[Dataset excerpts]
────────────────

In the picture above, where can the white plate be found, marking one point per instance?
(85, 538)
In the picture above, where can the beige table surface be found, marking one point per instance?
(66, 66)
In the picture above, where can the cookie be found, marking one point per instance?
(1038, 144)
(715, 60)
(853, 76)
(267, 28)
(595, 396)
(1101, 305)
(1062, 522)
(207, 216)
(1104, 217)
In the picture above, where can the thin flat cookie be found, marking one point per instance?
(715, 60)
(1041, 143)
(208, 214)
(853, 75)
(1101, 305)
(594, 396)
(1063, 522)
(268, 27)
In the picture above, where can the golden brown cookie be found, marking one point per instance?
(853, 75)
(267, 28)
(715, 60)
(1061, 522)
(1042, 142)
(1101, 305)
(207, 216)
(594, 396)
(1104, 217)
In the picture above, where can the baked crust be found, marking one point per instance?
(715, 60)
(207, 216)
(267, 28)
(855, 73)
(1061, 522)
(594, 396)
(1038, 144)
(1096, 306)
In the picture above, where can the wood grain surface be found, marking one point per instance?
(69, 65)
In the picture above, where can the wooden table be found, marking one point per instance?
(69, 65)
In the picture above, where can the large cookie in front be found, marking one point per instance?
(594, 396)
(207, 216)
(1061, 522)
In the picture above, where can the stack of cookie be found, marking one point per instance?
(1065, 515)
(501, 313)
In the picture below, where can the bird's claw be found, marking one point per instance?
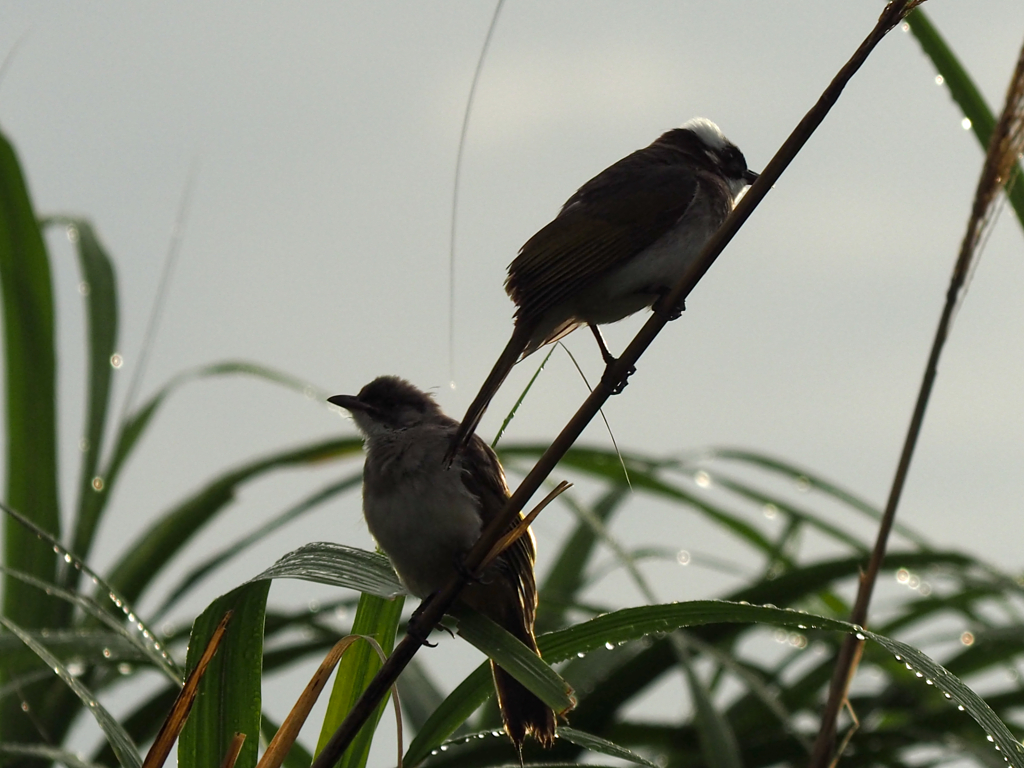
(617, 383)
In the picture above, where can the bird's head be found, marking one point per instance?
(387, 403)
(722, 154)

────────────────

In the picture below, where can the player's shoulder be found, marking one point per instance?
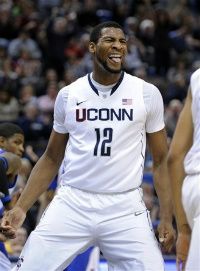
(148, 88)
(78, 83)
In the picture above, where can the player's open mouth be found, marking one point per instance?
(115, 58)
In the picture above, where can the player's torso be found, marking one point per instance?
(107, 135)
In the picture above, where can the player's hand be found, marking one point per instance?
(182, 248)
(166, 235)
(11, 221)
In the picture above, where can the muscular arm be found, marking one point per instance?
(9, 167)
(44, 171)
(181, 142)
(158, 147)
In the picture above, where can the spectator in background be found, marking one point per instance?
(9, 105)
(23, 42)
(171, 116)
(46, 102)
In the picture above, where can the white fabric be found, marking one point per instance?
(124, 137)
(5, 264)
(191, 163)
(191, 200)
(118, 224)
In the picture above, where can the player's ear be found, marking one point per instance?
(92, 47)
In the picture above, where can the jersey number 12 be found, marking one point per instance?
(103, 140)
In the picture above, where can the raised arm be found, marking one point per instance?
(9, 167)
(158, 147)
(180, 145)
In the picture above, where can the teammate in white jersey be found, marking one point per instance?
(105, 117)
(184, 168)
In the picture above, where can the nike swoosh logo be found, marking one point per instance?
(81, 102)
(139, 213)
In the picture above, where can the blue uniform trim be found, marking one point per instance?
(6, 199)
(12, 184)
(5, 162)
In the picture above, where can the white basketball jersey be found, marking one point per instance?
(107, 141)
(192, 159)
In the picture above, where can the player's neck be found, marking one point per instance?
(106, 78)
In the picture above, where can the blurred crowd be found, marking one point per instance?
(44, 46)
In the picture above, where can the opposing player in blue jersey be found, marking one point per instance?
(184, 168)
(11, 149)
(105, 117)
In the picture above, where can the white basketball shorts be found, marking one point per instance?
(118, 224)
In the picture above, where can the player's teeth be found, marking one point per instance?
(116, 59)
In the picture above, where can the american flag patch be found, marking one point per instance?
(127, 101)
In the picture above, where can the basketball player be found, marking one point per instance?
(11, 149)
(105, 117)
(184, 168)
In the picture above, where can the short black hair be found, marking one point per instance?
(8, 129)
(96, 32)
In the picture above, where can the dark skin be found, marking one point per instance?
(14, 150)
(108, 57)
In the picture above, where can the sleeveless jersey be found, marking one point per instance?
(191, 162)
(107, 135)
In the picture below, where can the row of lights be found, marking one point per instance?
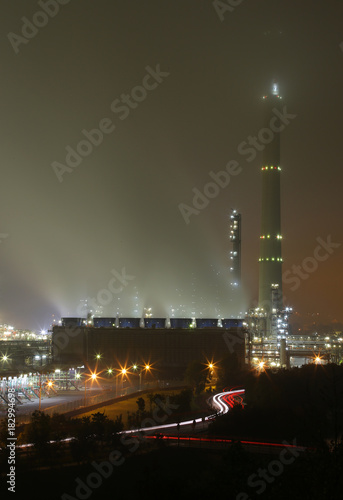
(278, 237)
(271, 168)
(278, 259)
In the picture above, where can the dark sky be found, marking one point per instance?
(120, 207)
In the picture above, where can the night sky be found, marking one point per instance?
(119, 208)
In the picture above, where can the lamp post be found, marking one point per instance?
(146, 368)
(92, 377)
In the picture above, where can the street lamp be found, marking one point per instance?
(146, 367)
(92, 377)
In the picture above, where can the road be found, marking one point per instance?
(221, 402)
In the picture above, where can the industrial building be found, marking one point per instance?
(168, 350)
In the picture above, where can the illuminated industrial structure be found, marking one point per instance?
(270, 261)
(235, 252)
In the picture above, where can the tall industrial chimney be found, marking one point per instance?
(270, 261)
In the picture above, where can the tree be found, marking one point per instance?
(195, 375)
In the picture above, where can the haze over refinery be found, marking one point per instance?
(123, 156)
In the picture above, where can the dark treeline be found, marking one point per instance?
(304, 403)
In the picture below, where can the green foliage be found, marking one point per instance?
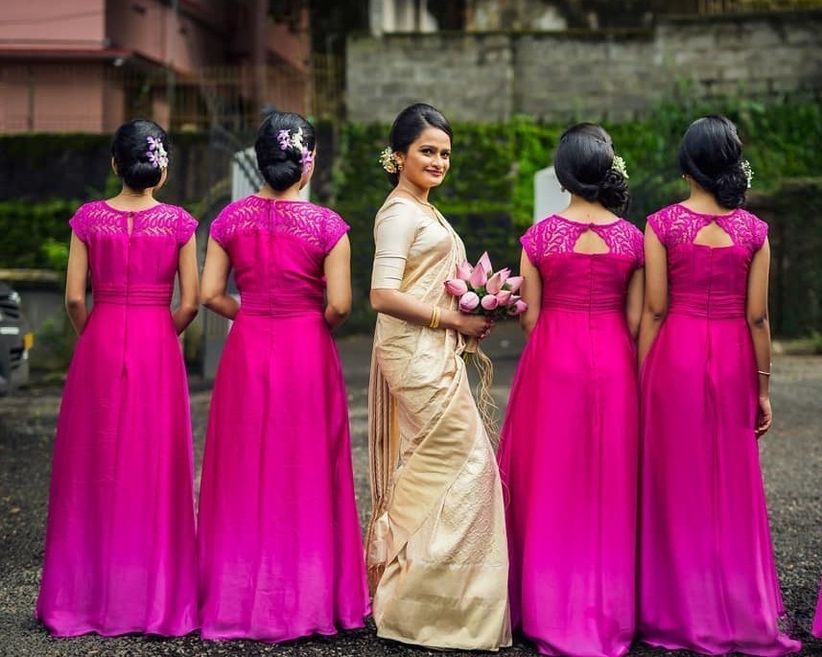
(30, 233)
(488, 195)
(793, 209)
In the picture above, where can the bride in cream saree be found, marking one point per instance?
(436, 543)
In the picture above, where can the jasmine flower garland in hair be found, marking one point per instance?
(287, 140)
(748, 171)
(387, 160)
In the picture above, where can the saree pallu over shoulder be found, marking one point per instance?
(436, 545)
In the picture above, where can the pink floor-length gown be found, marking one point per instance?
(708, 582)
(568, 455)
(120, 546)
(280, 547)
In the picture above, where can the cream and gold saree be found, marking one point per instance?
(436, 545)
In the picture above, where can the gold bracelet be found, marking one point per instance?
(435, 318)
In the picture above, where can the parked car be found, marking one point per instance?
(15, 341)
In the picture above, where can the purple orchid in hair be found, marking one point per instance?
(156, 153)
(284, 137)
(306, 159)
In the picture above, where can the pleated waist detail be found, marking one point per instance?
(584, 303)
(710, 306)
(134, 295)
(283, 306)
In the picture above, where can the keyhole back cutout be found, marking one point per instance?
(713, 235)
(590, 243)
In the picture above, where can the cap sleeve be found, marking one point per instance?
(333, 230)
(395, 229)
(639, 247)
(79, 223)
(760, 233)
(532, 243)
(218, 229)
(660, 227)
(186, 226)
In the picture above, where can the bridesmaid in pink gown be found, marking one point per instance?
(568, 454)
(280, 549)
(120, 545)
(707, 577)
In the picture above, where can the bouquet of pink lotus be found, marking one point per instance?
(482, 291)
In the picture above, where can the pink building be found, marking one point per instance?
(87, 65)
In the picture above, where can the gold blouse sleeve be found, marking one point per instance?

────────────────

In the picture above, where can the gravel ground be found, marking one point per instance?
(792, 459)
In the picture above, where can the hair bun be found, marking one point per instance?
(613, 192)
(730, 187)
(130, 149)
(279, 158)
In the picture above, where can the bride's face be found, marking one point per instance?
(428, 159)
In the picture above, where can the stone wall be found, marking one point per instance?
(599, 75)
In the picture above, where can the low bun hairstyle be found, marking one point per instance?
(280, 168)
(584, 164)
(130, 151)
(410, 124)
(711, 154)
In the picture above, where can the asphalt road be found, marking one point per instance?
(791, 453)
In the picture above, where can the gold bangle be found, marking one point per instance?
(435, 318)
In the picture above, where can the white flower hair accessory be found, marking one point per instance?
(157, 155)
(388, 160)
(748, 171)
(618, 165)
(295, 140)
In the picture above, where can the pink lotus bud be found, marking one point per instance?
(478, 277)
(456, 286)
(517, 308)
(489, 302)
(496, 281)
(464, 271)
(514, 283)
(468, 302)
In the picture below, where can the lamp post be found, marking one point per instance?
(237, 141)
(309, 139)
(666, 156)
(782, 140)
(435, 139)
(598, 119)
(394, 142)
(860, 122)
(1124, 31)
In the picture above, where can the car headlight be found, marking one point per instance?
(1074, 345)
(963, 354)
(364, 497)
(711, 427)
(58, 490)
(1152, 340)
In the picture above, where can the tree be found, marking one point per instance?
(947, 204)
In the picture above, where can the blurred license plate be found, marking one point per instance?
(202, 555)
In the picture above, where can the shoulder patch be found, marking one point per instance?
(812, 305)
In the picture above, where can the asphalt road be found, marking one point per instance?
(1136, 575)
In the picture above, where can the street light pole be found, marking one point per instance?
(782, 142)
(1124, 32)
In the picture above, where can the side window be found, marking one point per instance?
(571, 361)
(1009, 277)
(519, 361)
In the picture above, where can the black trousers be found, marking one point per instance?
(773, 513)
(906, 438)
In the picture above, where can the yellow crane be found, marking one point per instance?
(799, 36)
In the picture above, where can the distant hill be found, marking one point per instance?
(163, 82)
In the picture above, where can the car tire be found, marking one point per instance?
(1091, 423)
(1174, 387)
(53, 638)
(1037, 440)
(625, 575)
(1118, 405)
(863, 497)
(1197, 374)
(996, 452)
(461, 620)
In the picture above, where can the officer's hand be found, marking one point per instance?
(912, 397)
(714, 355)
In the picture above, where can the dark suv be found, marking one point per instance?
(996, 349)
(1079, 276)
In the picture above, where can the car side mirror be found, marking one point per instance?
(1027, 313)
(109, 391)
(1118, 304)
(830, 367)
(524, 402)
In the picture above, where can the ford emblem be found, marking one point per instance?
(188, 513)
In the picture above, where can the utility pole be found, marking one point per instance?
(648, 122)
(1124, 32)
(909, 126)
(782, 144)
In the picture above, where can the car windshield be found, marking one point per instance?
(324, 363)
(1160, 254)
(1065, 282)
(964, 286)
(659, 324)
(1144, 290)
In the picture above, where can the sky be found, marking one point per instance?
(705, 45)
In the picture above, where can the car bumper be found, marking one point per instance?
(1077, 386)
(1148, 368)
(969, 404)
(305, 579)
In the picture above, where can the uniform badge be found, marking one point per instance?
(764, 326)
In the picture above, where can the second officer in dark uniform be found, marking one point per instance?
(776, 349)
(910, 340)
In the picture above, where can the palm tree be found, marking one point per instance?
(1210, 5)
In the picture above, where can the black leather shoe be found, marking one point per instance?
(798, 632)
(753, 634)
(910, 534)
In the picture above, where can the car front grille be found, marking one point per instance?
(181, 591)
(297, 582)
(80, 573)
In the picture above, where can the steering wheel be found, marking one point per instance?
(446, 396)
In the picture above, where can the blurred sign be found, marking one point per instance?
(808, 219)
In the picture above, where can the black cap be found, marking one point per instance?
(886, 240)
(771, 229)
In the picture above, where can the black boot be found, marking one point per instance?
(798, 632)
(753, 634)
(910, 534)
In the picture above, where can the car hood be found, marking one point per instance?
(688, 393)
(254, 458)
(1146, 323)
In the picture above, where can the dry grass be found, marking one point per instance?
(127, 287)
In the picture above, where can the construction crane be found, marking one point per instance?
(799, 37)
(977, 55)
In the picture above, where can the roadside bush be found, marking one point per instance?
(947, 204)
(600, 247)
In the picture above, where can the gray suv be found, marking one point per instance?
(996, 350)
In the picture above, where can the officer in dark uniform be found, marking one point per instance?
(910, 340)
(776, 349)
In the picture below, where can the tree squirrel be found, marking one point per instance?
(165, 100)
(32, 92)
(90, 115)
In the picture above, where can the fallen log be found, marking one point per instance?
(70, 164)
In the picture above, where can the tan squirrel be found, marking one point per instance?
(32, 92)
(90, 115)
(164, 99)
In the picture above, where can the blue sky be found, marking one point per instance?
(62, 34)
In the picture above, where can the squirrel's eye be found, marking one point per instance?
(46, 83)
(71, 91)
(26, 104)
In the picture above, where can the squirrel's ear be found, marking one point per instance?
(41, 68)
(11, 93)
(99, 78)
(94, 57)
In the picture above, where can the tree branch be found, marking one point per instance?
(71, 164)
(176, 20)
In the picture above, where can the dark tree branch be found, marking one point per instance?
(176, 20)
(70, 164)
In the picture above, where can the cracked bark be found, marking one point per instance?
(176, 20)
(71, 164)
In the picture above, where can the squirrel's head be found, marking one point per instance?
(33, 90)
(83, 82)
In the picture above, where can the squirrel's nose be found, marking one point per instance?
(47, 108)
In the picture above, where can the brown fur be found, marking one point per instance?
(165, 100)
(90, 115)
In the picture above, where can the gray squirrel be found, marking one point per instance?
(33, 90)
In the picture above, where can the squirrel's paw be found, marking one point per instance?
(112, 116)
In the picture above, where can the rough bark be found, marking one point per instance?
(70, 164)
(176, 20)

────────────────

Work order: Every line above from the line with "In the picture above, where can the parked" to the line with "In the picture above, where can the gold blouse", inclusive, must be returned exactly; no other line belongs in the reply.

Solution to the problem:
In the picture above, where can the parked car be found, marking one point per instance?
(15, 341)
In the picture above, where can the purple orchid in hair be found, marking one point per instance?
(156, 153)
(284, 137)
(306, 159)
In the picture above, where can the pleated waist detail be found, marking one point per instance?
(584, 303)
(710, 306)
(134, 295)
(283, 306)
In the picture above, where can the keyhole back cutout be found, marking one point per instance?
(713, 235)
(590, 243)
In the picture above, where can the cap sleeve be found, marking one point per instance?
(333, 230)
(395, 229)
(639, 247)
(79, 223)
(760, 233)
(532, 243)
(218, 229)
(660, 227)
(186, 226)
In the picture above, where can the bridesmaid in pink gown be found, marking one point per instance?
(568, 454)
(280, 549)
(120, 545)
(707, 577)
In the picture above, where can the bouquet of pink lotus be found, marking one point per instance?
(482, 291)
In the picture above, where can the pink building be found, marking one point per instance?
(87, 65)
In the picture above, where can the gold blouse sleeve be found, marking one point per instance?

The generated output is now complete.